▶ WHAT IS EXPECTED: Look for the word "clicks" in the entries and copy each line where it appears.

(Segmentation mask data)
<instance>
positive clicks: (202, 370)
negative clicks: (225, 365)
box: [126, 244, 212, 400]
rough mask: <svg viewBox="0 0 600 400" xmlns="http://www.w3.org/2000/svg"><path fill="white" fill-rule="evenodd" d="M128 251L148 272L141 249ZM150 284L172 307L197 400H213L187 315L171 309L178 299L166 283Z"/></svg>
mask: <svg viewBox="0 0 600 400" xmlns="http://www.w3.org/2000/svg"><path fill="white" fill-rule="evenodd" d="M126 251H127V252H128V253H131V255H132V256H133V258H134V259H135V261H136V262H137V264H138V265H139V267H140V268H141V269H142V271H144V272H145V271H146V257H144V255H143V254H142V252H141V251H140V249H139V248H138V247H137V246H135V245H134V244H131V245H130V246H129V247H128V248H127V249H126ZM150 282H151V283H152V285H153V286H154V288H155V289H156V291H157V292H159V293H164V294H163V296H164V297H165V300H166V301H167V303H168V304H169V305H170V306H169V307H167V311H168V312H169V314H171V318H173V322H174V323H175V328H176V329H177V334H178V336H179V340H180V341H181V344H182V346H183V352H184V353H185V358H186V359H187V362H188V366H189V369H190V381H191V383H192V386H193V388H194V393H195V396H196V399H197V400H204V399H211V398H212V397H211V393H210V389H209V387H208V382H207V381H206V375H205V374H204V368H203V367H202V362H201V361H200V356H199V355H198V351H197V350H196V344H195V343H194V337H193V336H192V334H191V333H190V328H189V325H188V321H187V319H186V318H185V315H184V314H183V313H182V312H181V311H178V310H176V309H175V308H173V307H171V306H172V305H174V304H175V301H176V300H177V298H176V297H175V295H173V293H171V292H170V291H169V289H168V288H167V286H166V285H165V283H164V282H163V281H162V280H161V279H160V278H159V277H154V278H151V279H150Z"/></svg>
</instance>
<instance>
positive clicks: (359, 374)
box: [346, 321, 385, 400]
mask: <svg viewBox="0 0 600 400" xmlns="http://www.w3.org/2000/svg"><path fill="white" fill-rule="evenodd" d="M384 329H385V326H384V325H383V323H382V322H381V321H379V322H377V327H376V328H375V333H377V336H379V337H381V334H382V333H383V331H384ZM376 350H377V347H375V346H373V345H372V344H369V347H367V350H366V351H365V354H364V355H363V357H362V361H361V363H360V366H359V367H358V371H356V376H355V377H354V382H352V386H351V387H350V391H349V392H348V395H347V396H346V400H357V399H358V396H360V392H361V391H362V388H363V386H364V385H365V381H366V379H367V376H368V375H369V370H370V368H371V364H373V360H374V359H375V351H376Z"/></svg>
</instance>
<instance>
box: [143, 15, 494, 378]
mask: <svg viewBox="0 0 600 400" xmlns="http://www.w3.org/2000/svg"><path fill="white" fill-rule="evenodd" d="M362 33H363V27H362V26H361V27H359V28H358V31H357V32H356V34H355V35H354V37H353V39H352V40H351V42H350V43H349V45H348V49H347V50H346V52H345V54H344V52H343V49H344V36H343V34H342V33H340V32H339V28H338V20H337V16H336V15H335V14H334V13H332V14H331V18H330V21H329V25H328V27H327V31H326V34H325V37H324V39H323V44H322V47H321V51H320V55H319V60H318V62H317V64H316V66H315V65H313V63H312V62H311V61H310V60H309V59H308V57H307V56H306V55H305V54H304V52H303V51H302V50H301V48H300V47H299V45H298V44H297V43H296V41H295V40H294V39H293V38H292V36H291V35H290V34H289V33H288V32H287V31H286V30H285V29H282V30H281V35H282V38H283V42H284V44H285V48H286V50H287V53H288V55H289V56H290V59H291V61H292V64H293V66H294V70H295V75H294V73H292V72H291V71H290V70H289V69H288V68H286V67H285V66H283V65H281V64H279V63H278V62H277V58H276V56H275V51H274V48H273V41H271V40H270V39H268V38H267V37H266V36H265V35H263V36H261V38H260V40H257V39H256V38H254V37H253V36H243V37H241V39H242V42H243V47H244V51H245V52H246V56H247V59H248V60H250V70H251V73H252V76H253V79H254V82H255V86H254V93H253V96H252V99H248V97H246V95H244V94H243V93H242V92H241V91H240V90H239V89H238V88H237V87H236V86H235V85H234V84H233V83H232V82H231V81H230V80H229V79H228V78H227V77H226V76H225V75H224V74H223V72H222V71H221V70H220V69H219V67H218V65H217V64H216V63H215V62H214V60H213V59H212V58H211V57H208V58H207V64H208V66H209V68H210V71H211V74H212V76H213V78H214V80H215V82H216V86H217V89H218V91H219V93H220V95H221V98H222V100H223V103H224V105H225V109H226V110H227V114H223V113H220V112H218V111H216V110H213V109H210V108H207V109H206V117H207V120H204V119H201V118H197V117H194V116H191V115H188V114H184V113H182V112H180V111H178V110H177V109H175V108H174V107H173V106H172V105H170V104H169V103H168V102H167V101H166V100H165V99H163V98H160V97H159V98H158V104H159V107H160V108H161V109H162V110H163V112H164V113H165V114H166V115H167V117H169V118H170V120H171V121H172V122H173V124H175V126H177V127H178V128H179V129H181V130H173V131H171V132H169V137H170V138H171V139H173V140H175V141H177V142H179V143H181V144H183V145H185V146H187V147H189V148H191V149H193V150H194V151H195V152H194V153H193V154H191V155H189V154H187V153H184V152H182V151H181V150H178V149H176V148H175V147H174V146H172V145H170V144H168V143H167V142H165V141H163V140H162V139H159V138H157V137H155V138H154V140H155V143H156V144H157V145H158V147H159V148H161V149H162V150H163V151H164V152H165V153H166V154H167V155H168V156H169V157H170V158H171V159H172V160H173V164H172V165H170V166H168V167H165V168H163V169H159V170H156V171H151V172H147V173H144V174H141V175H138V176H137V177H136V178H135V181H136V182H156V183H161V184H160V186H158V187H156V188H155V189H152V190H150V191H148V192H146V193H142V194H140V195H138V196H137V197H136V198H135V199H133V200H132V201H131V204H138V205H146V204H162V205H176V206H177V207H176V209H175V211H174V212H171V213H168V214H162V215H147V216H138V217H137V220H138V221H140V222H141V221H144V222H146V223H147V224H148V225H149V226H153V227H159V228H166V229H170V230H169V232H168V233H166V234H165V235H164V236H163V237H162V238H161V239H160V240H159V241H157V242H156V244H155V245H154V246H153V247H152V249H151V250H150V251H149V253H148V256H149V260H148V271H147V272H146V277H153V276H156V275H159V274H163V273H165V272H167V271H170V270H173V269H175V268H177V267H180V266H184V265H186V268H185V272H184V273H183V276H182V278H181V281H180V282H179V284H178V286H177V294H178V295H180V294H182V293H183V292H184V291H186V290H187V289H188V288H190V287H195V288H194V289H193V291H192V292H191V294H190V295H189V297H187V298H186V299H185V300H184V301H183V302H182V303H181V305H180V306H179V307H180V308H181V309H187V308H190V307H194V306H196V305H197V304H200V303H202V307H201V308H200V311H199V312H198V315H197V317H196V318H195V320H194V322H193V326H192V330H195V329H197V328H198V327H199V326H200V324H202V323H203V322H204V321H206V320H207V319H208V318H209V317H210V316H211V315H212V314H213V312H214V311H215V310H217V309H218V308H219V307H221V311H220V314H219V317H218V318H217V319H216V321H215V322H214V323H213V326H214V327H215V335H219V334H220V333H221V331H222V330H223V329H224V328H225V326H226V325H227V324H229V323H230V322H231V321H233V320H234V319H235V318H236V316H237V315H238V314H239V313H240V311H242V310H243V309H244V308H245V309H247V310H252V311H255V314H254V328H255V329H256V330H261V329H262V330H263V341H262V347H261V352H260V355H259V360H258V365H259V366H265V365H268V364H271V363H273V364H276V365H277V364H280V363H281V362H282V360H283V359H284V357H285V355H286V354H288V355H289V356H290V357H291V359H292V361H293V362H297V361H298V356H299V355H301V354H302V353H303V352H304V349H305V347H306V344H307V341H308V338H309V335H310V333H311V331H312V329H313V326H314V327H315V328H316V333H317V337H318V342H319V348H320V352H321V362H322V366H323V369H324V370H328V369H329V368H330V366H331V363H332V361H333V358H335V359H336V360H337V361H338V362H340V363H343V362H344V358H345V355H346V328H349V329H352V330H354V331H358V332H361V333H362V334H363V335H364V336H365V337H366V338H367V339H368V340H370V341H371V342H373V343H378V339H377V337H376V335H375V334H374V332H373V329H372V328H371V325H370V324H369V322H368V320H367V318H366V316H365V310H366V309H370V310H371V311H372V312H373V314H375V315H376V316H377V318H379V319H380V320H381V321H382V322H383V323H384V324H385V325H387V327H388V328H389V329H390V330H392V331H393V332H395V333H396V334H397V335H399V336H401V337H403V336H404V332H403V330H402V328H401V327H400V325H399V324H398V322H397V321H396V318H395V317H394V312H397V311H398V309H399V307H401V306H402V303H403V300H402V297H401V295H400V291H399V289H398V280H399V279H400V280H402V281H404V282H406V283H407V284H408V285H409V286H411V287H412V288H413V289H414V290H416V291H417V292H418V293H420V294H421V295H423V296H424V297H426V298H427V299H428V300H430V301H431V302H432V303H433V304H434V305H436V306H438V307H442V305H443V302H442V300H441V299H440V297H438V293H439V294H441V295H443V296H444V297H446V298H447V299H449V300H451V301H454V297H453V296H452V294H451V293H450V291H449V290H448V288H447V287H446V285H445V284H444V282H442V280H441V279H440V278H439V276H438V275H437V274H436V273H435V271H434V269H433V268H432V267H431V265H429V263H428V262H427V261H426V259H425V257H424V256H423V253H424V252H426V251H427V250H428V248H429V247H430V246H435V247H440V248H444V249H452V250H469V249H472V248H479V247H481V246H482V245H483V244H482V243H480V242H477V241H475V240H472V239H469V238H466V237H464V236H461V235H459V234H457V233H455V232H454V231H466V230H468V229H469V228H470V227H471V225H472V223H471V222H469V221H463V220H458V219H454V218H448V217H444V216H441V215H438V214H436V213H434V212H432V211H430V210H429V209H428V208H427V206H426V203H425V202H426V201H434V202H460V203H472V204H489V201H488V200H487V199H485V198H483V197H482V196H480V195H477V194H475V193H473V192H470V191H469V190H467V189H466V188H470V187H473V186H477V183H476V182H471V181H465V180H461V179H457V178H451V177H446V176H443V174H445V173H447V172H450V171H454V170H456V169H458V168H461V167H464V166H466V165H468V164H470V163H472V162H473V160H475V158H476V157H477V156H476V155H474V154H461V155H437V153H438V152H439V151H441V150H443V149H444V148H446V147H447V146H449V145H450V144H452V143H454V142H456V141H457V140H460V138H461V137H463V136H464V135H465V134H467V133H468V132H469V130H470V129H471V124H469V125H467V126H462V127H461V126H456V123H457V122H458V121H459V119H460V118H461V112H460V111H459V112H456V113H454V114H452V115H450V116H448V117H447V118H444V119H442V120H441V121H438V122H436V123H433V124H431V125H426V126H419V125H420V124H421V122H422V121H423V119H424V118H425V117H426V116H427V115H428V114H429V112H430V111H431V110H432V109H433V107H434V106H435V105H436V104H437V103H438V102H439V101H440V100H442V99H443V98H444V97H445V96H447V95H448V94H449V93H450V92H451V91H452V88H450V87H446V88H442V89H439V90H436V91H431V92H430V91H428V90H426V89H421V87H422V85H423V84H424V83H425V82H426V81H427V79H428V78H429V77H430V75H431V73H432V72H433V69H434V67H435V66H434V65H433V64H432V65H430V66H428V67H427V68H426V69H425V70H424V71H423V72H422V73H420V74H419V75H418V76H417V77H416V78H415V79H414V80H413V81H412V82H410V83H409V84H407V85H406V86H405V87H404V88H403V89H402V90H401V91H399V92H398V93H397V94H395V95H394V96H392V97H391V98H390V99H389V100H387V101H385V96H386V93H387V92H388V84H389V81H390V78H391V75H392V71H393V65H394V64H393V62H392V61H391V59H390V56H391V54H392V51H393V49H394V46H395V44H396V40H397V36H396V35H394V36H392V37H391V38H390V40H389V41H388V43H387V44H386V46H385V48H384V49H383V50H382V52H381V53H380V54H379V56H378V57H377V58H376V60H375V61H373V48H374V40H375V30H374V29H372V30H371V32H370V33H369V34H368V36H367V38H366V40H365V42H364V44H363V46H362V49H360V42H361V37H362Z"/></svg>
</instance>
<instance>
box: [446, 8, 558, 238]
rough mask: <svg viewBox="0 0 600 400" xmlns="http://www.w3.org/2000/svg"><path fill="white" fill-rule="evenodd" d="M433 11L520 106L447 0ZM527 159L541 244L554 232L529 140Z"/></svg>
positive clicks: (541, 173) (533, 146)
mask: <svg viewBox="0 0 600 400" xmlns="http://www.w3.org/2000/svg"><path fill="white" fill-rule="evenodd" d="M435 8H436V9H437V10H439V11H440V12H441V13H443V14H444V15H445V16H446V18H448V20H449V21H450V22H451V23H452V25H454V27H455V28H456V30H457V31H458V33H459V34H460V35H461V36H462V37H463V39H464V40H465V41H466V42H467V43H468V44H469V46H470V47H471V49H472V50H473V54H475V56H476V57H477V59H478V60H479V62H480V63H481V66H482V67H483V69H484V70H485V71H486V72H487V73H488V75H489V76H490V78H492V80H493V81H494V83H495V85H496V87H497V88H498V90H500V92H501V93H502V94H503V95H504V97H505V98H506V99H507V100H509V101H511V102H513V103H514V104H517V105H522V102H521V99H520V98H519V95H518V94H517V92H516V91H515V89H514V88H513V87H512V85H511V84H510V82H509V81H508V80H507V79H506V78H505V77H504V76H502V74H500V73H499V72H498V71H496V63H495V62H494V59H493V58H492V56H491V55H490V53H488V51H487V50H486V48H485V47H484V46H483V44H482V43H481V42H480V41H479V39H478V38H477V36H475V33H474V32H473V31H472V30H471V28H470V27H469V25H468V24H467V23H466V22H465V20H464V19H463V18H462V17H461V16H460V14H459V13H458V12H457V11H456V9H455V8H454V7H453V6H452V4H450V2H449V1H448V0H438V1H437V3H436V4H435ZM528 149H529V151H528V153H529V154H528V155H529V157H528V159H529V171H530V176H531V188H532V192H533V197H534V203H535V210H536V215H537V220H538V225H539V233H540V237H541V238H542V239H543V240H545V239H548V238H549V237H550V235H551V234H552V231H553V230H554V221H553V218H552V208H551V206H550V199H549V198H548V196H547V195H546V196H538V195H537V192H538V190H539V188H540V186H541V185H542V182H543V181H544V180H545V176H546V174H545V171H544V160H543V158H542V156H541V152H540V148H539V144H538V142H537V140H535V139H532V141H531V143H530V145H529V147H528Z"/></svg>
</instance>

▶ RESULT FOR THIS TASK:
positive clicks: (202, 370)
negative clicks: (225, 365)
positive clicks: (359, 374)
positive clicks: (541, 173) (533, 146)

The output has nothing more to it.